═════ Supplied records ═════
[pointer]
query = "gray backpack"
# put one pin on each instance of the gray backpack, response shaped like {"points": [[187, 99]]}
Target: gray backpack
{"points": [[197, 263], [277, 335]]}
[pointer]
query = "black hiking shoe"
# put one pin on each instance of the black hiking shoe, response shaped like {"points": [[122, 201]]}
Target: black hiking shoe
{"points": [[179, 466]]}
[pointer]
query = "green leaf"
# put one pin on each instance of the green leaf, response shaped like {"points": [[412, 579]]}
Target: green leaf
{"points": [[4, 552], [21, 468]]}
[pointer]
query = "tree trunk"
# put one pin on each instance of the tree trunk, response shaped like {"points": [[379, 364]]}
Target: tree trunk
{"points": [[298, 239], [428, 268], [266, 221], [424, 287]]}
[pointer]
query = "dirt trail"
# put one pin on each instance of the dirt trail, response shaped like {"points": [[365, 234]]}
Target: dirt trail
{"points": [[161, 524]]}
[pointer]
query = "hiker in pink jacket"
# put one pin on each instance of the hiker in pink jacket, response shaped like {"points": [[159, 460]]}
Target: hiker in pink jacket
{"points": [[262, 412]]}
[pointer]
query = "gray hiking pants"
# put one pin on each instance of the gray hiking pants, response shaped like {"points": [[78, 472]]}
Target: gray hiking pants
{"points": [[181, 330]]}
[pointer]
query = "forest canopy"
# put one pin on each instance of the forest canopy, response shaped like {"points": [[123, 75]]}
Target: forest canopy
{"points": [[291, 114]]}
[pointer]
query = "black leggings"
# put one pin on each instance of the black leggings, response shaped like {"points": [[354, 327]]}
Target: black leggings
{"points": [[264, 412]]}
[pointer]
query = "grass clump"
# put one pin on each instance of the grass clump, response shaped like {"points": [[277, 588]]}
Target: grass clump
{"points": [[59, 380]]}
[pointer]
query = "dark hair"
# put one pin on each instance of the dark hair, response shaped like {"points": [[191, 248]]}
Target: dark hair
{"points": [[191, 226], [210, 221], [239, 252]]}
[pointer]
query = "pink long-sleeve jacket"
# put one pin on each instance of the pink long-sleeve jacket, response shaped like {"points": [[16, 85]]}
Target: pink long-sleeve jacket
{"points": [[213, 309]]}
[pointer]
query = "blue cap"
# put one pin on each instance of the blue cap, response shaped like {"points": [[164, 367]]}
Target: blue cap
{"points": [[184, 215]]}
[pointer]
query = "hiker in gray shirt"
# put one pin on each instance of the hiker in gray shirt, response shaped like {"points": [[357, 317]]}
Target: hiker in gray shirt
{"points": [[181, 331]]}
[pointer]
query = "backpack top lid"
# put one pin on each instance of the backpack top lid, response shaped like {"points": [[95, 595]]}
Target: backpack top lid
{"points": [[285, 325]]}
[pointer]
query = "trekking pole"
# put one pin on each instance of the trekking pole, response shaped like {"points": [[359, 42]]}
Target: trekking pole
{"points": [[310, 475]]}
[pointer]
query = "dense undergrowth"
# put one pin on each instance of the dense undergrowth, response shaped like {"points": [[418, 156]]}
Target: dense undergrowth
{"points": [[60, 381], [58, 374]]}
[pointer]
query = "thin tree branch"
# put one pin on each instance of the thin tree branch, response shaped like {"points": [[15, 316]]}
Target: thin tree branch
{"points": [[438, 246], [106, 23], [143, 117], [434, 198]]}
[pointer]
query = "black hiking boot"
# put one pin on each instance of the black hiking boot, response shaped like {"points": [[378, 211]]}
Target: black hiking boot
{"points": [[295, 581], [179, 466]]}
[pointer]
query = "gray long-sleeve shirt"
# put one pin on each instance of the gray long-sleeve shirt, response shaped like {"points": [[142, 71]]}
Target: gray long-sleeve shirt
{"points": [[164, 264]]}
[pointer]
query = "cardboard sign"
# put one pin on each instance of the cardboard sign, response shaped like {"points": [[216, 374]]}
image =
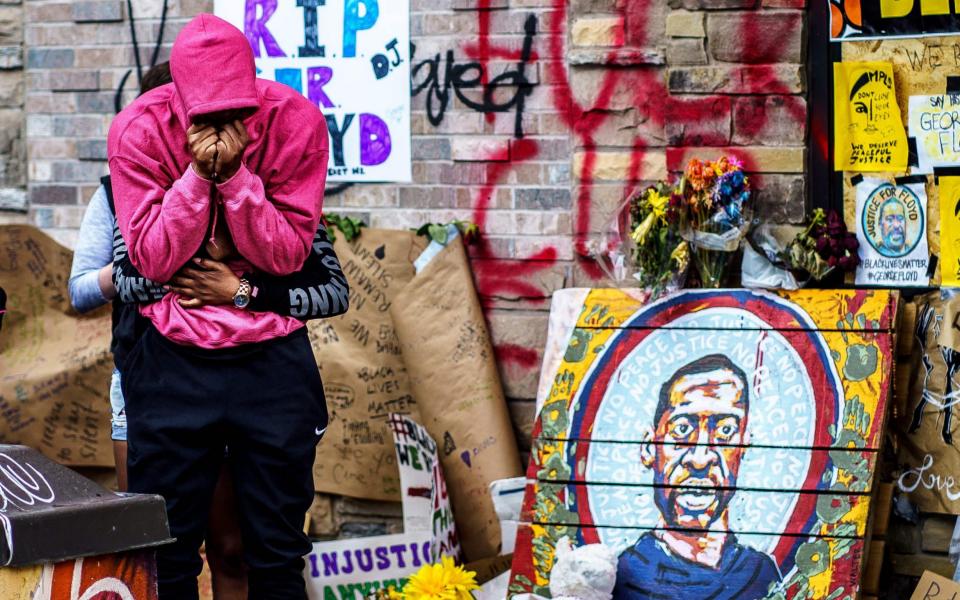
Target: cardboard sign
{"points": [[363, 371], [934, 121], [867, 124], [426, 503], [892, 231], [929, 424], [54, 364], [723, 442], [950, 231], [352, 59], [353, 569], [936, 587], [453, 375]]}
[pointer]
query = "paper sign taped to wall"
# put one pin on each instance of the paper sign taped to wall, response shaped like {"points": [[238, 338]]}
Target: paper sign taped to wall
{"points": [[936, 587], [351, 58], [935, 124], [950, 231], [892, 231], [55, 365], [426, 504], [353, 569], [869, 134]]}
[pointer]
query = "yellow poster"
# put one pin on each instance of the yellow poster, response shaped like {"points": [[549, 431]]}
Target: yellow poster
{"points": [[867, 124], [950, 230]]}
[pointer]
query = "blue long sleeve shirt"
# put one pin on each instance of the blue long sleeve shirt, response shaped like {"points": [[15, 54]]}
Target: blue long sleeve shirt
{"points": [[94, 251]]}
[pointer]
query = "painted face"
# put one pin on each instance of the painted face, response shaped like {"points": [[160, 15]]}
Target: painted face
{"points": [[867, 106], [893, 220], [699, 443]]}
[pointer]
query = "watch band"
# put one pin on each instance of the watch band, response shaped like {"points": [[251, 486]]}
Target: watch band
{"points": [[242, 298]]}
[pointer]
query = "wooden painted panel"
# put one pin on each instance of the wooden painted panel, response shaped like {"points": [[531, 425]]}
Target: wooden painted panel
{"points": [[777, 400], [761, 468], [785, 411], [754, 512], [820, 566]]}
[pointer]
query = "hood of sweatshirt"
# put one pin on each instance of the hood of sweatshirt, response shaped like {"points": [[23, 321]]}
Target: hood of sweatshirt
{"points": [[212, 67]]}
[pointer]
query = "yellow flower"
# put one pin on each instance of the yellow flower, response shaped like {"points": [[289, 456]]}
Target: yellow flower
{"points": [[443, 581], [681, 254], [643, 229], [658, 203]]}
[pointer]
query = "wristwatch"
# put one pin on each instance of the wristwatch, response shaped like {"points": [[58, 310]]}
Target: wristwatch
{"points": [[242, 298]]}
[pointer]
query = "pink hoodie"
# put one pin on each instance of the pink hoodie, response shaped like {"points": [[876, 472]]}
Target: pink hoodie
{"points": [[271, 206]]}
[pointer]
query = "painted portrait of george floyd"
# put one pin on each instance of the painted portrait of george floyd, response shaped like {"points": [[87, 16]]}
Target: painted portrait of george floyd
{"points": [[694, 449], [720, 443]]}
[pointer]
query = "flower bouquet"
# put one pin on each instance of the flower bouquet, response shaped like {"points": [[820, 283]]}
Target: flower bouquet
{"points": [[440, 581], [823, 246], [659, 254], [713, 213]]}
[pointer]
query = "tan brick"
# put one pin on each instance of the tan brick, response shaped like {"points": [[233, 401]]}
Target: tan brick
{"points": [[913, 565], [758, 159], [519, 338], [616, 166], [684, 23], [779, 37], [686, 51], [597, 31], [480, 149], [739, 79]]}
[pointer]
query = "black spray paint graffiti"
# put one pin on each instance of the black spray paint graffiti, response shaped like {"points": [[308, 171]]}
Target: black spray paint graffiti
{"points": [[118, 96], [459, 77]]}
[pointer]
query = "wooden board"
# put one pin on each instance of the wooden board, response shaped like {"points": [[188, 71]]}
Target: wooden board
{"points": [[771, 405], [763, 469]]}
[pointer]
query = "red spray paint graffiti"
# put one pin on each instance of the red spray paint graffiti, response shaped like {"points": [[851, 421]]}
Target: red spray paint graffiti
{"points": [[760, 50]]}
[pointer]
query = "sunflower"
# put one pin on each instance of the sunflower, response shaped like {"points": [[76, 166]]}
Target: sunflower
{"points": [[443, 581], [658, 203]]}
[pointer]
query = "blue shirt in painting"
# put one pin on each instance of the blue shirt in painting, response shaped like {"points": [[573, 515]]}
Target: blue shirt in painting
{"points": [[648, 571]]}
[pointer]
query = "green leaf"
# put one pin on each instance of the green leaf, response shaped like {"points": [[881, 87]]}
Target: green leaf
{"points": [[438, 233]]}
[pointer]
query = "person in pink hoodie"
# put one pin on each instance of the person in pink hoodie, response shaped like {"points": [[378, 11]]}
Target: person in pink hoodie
{"points": [[224, 165]]}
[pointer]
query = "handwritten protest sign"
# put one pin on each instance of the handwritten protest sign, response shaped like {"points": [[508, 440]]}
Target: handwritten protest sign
{"points": [[935, 123], [426, 504], [867, 123], [54, 365], [353, 569], [892, 231], [349, 57], [453, 375], [928, 423], [364, 377]]}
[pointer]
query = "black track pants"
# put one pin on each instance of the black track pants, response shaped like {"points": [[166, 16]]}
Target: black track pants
{"points": [[265, 402]]}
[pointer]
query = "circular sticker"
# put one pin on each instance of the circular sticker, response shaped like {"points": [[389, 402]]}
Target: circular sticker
{"points": [[893, 220]]}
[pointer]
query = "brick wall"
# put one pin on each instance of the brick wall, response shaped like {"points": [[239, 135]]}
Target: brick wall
{"points": [[615, 92]]}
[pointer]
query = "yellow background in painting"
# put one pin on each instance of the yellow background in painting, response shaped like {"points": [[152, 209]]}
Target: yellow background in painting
{"points": [[851, 333], [870, 119]]}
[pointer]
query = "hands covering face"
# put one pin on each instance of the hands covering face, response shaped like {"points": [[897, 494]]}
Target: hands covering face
{"points": [[217, 152]]}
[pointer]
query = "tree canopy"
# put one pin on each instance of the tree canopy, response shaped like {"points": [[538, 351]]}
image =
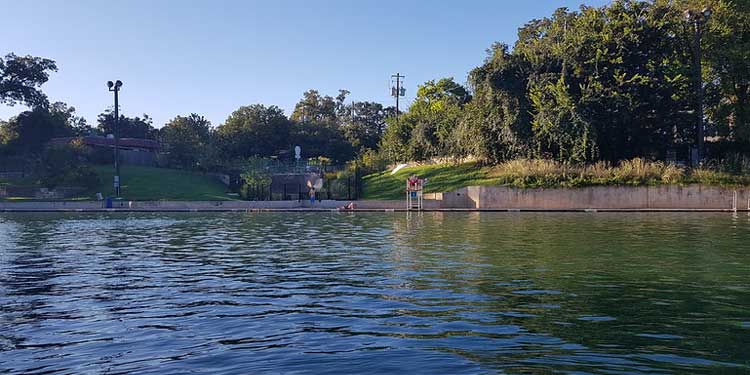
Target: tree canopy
{"points": [[21, 78]]}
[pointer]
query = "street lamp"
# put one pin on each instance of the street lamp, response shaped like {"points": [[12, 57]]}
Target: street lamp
{"points": [[115, 87], [697, 20]]}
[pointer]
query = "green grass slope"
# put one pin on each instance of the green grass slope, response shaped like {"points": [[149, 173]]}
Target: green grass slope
{"points": [[146, 183]]}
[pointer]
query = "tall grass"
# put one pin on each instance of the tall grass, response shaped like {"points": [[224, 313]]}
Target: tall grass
{"points": [[537, 173]]}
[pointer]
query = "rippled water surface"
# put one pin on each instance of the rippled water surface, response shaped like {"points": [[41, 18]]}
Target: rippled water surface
{"points": [[430, 293]]}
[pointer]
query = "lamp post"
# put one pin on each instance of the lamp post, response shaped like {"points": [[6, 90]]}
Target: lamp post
{"points": [[115, 87], [697, 20]]}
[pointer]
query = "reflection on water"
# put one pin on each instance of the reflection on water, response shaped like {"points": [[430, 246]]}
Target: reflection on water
{"points": [[375, 293]]}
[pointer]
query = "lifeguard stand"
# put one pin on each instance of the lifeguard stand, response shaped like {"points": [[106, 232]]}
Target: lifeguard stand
{"points": [[414, 189]]}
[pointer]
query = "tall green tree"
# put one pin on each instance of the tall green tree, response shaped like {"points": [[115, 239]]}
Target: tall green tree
{"points": [[428, 129], [30, 130], [318, 126], [127, 127], [497, 125], [186, 140], [21, 78], [254, 130], [364, 124]]}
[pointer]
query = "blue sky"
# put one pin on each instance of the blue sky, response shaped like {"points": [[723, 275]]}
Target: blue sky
{"points": [[210, 57]]}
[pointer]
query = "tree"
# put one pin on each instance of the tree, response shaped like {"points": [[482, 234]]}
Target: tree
{"points": [[30, 130], [317, 108], [318, 126], [21, 77], [127, 127], [254, 131], [427, 130], [497, 125], [186, 139], [365, 124]]}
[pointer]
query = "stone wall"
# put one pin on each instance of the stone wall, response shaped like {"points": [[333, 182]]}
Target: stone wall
{"points": [[598, 197]]}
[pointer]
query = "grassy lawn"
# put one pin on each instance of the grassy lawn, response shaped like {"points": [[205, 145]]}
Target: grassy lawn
{"points": [[146, 183]]}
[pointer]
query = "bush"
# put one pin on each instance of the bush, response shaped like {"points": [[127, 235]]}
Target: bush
{"points": [[539, 173], [256, 180], [372, 161]]}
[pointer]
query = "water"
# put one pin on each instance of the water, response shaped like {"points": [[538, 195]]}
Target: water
{"points": [[450, 293]]}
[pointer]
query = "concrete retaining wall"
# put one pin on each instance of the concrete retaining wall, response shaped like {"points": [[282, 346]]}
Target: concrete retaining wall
{"points": [[599, 197], [203, 205], [694, 197]]}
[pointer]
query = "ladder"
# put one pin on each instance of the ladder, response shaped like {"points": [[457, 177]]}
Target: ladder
{"points": [[414, 200], [414, 188]]}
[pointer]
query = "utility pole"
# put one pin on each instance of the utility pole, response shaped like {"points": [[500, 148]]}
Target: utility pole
{"points": [[115, 87], [698, 21], [398, 90]]}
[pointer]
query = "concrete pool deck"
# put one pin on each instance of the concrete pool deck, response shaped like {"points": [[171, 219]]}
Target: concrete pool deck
{"points": [[669, 198]]}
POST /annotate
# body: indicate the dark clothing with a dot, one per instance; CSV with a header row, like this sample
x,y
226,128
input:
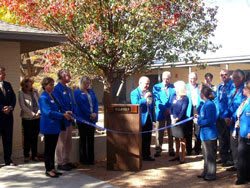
═════
## [Brief]
Copy out, in full, each line of the records above that contains the word "forest".

## [Problem solution]
query = "forest canopy"
# put one pin on each instance of the forest canopy, response shaped like {"points": [[123, 75]]}
Target: forest canopy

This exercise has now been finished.